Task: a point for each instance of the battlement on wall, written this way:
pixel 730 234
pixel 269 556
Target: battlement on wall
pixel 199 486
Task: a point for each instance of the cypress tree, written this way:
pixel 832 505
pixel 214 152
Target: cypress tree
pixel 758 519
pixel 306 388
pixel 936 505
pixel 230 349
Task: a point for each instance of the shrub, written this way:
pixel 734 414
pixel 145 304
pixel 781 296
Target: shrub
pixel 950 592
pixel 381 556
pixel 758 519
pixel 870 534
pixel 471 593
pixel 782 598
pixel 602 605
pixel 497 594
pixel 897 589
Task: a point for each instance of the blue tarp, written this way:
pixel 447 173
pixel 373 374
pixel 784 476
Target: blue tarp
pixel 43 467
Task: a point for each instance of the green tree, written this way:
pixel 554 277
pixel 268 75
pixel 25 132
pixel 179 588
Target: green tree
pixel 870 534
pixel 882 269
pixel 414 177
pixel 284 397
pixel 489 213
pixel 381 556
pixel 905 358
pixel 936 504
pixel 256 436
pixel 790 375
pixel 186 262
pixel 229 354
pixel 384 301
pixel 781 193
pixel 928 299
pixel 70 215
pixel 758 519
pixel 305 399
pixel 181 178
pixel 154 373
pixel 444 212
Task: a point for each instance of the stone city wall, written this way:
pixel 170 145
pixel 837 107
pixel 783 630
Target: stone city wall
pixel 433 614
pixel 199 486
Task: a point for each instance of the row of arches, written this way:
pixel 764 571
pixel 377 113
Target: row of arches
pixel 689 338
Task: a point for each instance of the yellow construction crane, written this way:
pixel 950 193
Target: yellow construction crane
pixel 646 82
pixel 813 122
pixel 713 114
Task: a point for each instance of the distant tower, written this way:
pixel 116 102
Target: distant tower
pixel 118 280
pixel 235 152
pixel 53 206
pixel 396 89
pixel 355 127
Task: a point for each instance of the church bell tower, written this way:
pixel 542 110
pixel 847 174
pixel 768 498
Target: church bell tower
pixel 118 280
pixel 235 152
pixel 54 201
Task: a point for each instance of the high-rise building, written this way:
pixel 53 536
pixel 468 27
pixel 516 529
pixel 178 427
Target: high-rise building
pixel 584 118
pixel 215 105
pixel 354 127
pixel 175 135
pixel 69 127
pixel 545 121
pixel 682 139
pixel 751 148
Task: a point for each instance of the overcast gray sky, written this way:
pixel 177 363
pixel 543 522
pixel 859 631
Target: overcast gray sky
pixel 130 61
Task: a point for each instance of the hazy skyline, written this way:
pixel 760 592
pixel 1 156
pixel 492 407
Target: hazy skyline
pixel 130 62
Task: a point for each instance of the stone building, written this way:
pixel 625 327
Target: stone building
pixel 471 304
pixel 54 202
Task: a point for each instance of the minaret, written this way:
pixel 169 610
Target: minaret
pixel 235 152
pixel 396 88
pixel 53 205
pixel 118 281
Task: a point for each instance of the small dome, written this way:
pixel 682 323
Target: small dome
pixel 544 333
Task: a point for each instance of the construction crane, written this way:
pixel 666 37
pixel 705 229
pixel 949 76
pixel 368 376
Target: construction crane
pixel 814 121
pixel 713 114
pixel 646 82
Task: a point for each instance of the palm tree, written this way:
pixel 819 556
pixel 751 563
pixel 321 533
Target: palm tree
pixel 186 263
::::
## [Assignment]
Your answer must be the full set of records above, reproduced exactly.

## [Result]
Task: a point for each instance of the battlement on wall, written this way:
pixel 730 234
pixel 269 556
Target: battlement on wall
pixel 199 486
Task: a point for each instance of the cypress tree, written this way:
pixel 832 505
pixel 214 152
Target: cypress tree
pixel 758 519
pixel 306 388
pixel 936 505
pixel 230 349
Task: a point for each instance of the shrub, written this way:
pixel 734 414
pixel 145 304
pixel 781 296
Target: shrub
pixel 950 592
pixel 381 556
pixel 758 519
pixel 870 534
pixel 471 593
pixel 782 598
pixel 602 605
pixel 497 594
pixel 897 589
Task: a point for each instance of the blue tarp, written this way:
pixel 447 173
pixel 373 374
pixel 784 476
Target: blue tarp
pixel 43 467
Task: a point for each instance of the green tree, written this way:
pixel 554 277
pixel 268 75
pixel 25 132
pixel 179 588
Target: green tree
pixel 870 534
pixel 882 269
pixel 414 177
pixel 284 397
pixel 489 213
pixel 381 556
pixel 905 358
pixel 936 504
pixel 256 436
pixel 790 375
pixel 186 262
pixel 229 354
pixel 384 301
pixel 781 193
pixel 928 299
pixel 70 215
pixel 758 519
pixel 305 399
pixel 181 178
pixel 154 373
pixel 444 212
Task: a point for each instance of the stone city wall, written this way:
pixel 170 145
pixel 837 107
pixel 783 630
Target: stone city wall
pixel 433 614
pixel 199 486
Task: a point for each instance of the row of arches, written this way:
pixel 764 571
pixel 377 113
Target: row of arches
pixel 689 338
Task: a point for each instance of the yellow construction crane, written this way:
pixel 950 193
Target: yellow construction crane
pixel 646 82
pixel 813 122
pixel 713 114
Task: a point for each instance of the distant tower, written this way:
pixel 116 102
Target: distant tower
pixel 118 280
pixel 235 152
pixel 53 206
pixel 396 89
pixel 355 127
Task: a point for each instance of the church bell tower, written this way:
pixel 542 110
pixel 847 174
pixel 768 498
Target: church bell tower
pixel 118 280
pixel 235 152
pixel 54 201
Task: a point for each instance of the high-rise building, written this way:
pixel 53 536
pixel 468 27
pixel 516 529
pixel 178 427
Target: high-rise building
pixel 584 118
pixel 215 105
pixel 354 127
pixel 175 135
pixel 69 127
pixel 545 121
pixel 682 139
pixel 751 148
Task: a point for each instance of the overcast gray sky, written this way:
pixel 177 363
pixel 543 522
pixel 859 631
Target: overcast gray sky
pixel 130 61
Task: a point for each instance of the hazy skyline, written this way:
pixel 760 592
pixel 1 156
pixel 492 407
Target: hazy skyline
pixel 130 62
Task: a point for each instance of the stone building, written this way:
pixel 625 327
Target: stone building
pixel 471 304
pixel 54 202
Task: a point for each instance of the minaret, written this way:
pixel 169 610
Target: minaret
pixel 235 152
pixel 396 88
pixel 53 205
pixel 118 281
Task: a point for each instance of the small dome, written this way:
pixel 682 323
Target: small dome
pixel 544 333
Task: a point for each instance of the construction crane, written this way:
pixel 666 37
pixel 705 229
pixel 949 76
pixel 368 376
Target: construction crane
pixel 814 121
pixel 713 114
pixel 646 82
Task: a point for each instance of the palm tree, written this way:
pixel 819 556
pixel 751 563
pixel 321 533
Target: palm tree
pixel 186 263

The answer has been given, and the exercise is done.